Not saying that people going through it aren't suffering, because surely they are. It's always two things that cause the most tension: Children (custody / joint custody) or Property (money included, copyrighted works and future royalties, etc.). The issues that caused the divorce are entirely separate. The divorce itself is legal banter and compromise between lawyers speaking for their clients before a judge.
After the divorce, you get a whole new set of issues to deal with.
Anyway, that's how I see it. I might be off -- slightly jaded, perhaps. Divorces = yawns.
[This message has been edited by HSO (edited February 18, 2005).]
The material is interesting, it's just that people aren't good at writing about it, yet. Then again, A Man for All Seasons is a fine film.
[This message has been edited by Tanglier (edited February 18, 2005).]
Murders only seem commonplace because the media is looking for something sensational to report. The fact that murders top the list of things to report is because it is rare.
Comparing divorces to murders is like comparing apples and oranges, to borrow the overused phrase.
Now, divorces that lead to murder... that would be interesting. Murders that occur in the middle of a divorce would be interesting.
[This message has been edited by HSO (edited February 18, 2005).]
Having lived through one myself, I can't say I'd enjoy a book that has a central theme of a divorce.

#### PROBLEM SET:
A - Echo the listing, starting at the line that has "pants as a single dot per instance." and ending with the last line of the listing.
B - Proceed with the forum discussion of divorce as a subject for fiction, continuing after its final post.
The listing that follows has no connection to the forum discussion.

#### LISTED RECORDS:

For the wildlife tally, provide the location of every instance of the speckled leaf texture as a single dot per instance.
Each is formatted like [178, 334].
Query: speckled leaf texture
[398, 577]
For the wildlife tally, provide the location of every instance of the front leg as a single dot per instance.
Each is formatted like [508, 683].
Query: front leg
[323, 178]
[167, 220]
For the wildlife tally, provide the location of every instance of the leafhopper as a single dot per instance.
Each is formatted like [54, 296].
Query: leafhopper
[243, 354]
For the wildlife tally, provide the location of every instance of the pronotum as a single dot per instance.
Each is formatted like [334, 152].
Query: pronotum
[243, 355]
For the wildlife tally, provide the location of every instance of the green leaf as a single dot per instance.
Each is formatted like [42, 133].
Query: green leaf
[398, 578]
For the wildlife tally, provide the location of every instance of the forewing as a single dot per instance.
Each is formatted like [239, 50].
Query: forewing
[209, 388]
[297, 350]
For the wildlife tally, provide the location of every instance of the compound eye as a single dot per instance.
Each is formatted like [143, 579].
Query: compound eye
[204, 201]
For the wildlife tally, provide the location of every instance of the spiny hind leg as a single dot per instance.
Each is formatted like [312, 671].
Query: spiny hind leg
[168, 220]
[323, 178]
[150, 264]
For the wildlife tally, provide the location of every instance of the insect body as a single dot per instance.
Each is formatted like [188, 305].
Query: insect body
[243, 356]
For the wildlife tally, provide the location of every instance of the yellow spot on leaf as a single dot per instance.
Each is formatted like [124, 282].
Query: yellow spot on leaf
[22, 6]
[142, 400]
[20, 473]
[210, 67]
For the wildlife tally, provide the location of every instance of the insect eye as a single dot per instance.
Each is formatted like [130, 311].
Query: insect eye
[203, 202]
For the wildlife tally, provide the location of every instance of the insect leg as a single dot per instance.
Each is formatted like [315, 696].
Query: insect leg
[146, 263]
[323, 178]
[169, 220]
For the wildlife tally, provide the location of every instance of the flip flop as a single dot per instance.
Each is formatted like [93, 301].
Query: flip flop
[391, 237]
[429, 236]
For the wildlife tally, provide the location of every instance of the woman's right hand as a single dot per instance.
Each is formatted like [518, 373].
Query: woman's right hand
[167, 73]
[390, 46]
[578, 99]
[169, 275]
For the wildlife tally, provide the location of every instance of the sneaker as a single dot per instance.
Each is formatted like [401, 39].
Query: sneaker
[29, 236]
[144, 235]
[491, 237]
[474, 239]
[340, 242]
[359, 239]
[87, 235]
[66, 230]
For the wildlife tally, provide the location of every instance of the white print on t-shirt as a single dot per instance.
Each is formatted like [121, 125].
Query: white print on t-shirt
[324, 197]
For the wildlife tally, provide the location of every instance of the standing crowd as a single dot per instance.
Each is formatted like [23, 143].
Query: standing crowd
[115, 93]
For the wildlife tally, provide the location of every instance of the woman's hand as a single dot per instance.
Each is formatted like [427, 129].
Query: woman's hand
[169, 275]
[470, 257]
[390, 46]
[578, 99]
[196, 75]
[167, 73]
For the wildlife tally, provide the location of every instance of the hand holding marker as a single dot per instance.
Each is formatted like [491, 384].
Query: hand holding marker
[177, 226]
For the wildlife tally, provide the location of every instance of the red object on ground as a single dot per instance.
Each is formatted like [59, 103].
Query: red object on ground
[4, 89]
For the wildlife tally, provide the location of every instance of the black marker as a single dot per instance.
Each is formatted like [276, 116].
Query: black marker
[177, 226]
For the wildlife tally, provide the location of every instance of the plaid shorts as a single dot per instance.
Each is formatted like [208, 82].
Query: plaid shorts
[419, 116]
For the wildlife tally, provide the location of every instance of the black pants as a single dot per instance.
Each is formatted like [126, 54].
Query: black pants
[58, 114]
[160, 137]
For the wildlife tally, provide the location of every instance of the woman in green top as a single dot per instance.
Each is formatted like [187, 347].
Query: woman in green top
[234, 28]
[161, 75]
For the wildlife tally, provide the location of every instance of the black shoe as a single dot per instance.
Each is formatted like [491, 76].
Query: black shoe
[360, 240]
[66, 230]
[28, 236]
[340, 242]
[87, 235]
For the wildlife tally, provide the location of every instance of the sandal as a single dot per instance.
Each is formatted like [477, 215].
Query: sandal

#### THE RESULTS:
A -
For the wildlife tally, provide the location of every instance of the black pants as a single dot per instance.
Each is formatted like [126, 54].
Query: black pants
[58, 114]
[160, 137]
For the wildlife tally, provide the location of every instance of the woman in green top as a single dot per instance.
Each is formatted like [187, 347].
Query: woman in green top
[234, 28]
[161, 75]
For the wildlife tally, provide the location of every instance of the black shoe as a single dot per instance.
Each is formatted like [491, 76].
Query: black shoe
[360, 240]
[66, 230]
[28, 236]
[340, 242]
[87, 235]
For the wildlife tally, provide the location of every instance of the sandal as a single dot per instance.
Each is formatted like [477, 215].
Query: sandal

B -
I think other harsh things, like murder, have an appeal becuase most people have not murdered someone, and those who have been murdered don't read any more...wonder why?
Divorce is a breakup, which can cause good tension, with external factors heaped on. Lawyers, court, and don't forget the money...all the extras detract from the breakup. Now if one kills the other to keep from going through a divorce...well...
The same is basically true of my oldest sister's divorce. We were all really glad to get rid of that guy in a safe and legal manner. I was on the fence about the divorce of my other sister, but she seems much happier with her second marriage, and I didn't really have that much insight into her previous husband (I got the impression that our family was pretty hard on his ego though), so I'm not in the best position to judge.
My parents' divorce was like a bent fairy tale with a happy rather than gruesome ending for the "villain". My eldest sister's divorce was like one of those 90's chick flicks about women liberating themselves from oppressive males. My father's second divorce was (for the rest of us) light comedy with a happy ending for the hapless protagonist. My other sister's divorce was apparently like one of those arty films about intellectuals with shallow lives growing apart and feeling all bitter and estranged from everyone (but she married a nicer guy later, though she's still an intellectual who feels a bit estranged--at least she has a real life now and she doesn't seem bitter anymore).
So of the four (really only three, since I'm not that familiar with the one) divorces with which I personally am pretty familiar, only one had good dramatic elements. But the cool action/adventure parts didn't relate so much to the actual divorce (which was handled in a safe and legal manner). The hiding out at safe houses and occasional fist-fights (literal, in which I took part) to gain and keep physical possession of the child were much more interesting.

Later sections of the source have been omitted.